- **Data supplied**
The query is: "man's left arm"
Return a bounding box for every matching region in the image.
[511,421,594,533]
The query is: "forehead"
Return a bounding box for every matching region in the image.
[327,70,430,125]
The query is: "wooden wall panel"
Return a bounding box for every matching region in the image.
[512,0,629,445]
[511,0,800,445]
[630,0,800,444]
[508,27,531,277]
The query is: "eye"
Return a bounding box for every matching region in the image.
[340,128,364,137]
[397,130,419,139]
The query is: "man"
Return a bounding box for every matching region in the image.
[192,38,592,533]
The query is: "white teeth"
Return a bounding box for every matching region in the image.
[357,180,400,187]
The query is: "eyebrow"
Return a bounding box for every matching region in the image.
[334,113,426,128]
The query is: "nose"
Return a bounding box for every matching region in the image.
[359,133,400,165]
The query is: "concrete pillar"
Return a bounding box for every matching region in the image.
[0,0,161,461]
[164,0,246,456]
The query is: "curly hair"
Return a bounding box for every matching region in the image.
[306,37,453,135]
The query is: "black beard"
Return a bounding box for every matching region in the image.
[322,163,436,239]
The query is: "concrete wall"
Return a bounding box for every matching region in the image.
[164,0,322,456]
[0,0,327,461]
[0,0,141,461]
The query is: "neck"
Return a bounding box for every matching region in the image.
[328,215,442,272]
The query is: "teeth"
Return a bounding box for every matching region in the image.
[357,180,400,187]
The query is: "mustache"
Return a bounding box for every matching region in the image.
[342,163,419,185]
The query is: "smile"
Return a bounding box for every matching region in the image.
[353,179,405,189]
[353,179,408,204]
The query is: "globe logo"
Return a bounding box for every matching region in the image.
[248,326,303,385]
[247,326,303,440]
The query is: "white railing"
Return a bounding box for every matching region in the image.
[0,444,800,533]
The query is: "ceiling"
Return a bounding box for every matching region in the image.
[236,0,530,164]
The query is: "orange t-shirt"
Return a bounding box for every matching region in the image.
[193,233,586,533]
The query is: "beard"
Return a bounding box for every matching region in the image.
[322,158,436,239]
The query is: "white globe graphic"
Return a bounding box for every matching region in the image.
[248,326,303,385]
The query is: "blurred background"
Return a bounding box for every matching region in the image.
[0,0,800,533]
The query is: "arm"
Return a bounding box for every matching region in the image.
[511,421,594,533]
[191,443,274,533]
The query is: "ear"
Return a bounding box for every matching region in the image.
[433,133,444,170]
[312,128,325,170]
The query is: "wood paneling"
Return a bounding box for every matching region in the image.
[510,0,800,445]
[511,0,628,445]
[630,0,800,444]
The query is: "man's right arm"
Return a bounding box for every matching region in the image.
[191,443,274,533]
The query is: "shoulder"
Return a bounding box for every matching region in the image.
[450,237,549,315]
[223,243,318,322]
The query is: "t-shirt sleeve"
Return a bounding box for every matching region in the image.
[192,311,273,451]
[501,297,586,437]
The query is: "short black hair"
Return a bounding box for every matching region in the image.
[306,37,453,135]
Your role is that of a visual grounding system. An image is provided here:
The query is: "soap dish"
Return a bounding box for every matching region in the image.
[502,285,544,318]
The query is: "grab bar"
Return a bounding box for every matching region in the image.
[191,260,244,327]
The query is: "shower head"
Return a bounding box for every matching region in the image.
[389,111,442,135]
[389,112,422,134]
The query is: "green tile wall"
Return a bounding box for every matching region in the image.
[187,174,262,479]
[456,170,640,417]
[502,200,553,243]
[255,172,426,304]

- **Exercise requirements**
Write out word for word every line from the one containing "Your role is" through the final line of the records, with both of those lines included.

- **The answer**
Your role is that of a visual grounding system. An image is provided here:
The query is: "soap dish"
Return a bounding box for every matching region in the image.
[502,285,544,318]
The query is: "grab bar"
Return a bounding box for every matching region in the image.
[191,260,244,327]
The query is: "shower head"
Return a bounding box for every matching region in the image.
[389,111,442,135]
[389,112,422,134]
The query is: "green tile wall"
Return a bounding box for every matching region in the image.
[187,174,262,479]
[456,170,640,417]
[502,200,553,243]
[255,172,426,304]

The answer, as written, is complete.